• _DATASET ENTRIES_
-.-.-
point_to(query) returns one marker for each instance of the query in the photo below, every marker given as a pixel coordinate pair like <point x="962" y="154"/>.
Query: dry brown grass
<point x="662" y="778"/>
-.-.-
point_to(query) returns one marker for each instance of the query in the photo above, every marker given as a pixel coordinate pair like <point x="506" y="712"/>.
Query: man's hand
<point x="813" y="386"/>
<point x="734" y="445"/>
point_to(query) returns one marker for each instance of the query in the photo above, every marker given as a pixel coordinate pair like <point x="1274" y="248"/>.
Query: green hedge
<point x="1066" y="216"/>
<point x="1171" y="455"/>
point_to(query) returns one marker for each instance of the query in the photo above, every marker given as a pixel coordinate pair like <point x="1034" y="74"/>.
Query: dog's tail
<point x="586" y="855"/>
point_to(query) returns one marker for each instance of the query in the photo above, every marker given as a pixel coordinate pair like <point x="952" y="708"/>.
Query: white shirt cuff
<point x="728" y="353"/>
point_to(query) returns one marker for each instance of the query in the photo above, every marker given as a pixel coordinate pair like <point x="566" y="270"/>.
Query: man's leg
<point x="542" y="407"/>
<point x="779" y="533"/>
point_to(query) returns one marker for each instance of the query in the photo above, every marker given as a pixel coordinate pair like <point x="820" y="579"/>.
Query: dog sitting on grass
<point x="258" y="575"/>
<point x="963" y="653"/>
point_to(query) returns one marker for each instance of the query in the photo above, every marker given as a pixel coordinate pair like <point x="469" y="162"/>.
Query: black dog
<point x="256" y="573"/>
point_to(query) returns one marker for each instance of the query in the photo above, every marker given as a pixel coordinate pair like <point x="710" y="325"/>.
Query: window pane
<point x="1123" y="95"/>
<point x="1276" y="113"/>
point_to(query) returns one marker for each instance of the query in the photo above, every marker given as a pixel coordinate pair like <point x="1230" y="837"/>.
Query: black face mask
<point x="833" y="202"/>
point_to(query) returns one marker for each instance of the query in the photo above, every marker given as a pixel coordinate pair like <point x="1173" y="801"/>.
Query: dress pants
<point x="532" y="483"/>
-.-.-
• _OBJECTIVE_
Locate every line in the records above that contains the word "black", treating uppercase and lowercase as different, and copy each of those lines.

• _WRITTEN REPLY_
Query: black dog
Query: black face mask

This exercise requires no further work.